Your tasks
1. In the vertical scrog grow thread, what size pots are the plants growing in?
2. Write the next part of the vertical scrog grow thread, picking up after its last post.

Selected excerpt
☆ ☆ ☆ ☆

# 2x2x4.6 600w Vertical Scrog ( Blue Cheese, 2x Purplepheno bag clone, 1 unknown seed)



## neopower101 (Feb 27, 2013)

Hey everyone first real thread on here. This is my third grow first time growing vert and scrog so here's hope for good results.Been Vegging using 12/1 Gas Lantern Routine, 8 weeks defoiled on the 6th week to get some more branching. I'm in flower now two days in ,will be using Diminishing light schedule.
*Growing*
Blue Cheese clone
2x Purplepheno bag clones
1 unknown seed

*Growing in*
dr60 tent
600w lumatek digital ballast 
600w eye hortilux super hps
10''inch fan below blub 
6'' exhust fan 
Gaia green organic soil, 
4x 3 gallon pots
netting
Ties

*Nutes*

*Veg*
Botanicare organic veg( for first 4 weeks till fish bio filter took hold)
*Throughout whole grow*
Fish tank water ( goldfish)( not completely at the beginning)
Dry and wet molasses*
Flower
*Botanicare organic bloom
Pk13/14

I also floair feed fish water and compost brews.WORMS COMING SOON!!=]

All the girlies =)unknown far left, blue cheese far right and purpeles in the fornt

Unknown

Purple 1#

Purple #2

Blue Cheese


----------



## skatershawn (Feb 27, 2013)

Nice nice... I want to see how this progresses!


----------



## whodatnation (Feb 27, 2013)

Looks good 
Subbed!


----------



## FoilageTrees (Feb 27, 2013)

subbed i want to do a vertical grow next time


----------



## neopower101 (Feb 28, 2013)

Thanks for all the support guys, just finished a plain tap water mist. Everyone is looking even better today probably a 1"-2" difference every day so far. These plants love to be wet all day long and are really starting to fill in really nicely.


----------



## FoilageTrees (Feb 28, 2013)

post mo pickchassssssssssssss


----------



## cues (Feb 28, 2013)

I can't wait to see how this goes.
I've long thought about something similar.
I have a 600 hps lying around unused as I don't have the space. If this works out I may be copying you.


----------



## 509Zman420 (Feb 28, 2013)

Can we get a pic of your whole tent setup... I also have a DR60 sitting around and was thinking about going vert in it myself just curious to see your exhaust and intake system to cool that 600 in such a small space... Kuddos to you though I am subbin this got to see the results


----------



## cues (Feb 28, 2013)

Just a thought.
Have you thought about putting a second screen in there around the light? About 18-20" diameter?
I currently U-scrog which is kinda like what you're doing but cut in half and on a horizontal plane.
Also, the air-flow (hot-air rising) alters extraction the requirements with the different dimensions of the grow.
Work out the screen area (you will be shocked!) Radiusx3.14,pi etc
Unfortunately, next comes optimal distance. IMO, If you are going to try and run this tight, You have, at most 4-5" of 'optimum bud' length before you are too close to get light-bleaching.
I won't insult you by asking about temps etc.


----------



## neopower101 (Feb 28, 2013)

Cues I understand your concern about the distance but as the girls stretch they will be tied back to the wall accordingly also they were vegged in there too. The heat is a little warm around 78- 80 it actually feels very warm and tropical like being in a greenhouse, it smells like fresh warm moist earth but better with a hint of weedie goodness=]. 509zman420 I will upload some pictures of the setup tomorrow when lights come on.

☆ ☆ ☆ ☆

Records shown
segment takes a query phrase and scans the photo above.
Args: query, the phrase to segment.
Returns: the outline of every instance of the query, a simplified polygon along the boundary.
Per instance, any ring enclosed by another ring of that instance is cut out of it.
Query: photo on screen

☆ ☆ ☆ ☆

Responses
1. 3-gallon pots

2.
Thanks for Subbing Everyone!!More Pictures Coming Soon!!


----------



## neopower101 (Mar 1, 2013)

Hey everyone,* Small Update*!!

So here are the pictures you guys wanted of the whole setup starting with the outside and the fishes=D, as you can see in the next picture of the bottom the tent is upon boxes with room for air to be sucked in and up to the side vents on the tent. Now the top in the next picture there is a 6" or 7" fan with a DIY vent to the 4" vent, moving the air up into the carbon filter.


*Girlie**s*
Here are a few pics of the girlies and the inside setup with blub tied to the center of the fan at the bottom giving a great lift of heat letting me get as close as 3".
Day 5

*LED Box*
Also a few pics of a small LED clone box i made from an ottoman today when bored.


----------



## neopower101 (Mar 4, 2013)

Hey guys, can anyone help me with picture size? i made a photo bucket account but it isn't really working still small pictures.
.


----------



## 509Zman420 (Mar 4, 2013)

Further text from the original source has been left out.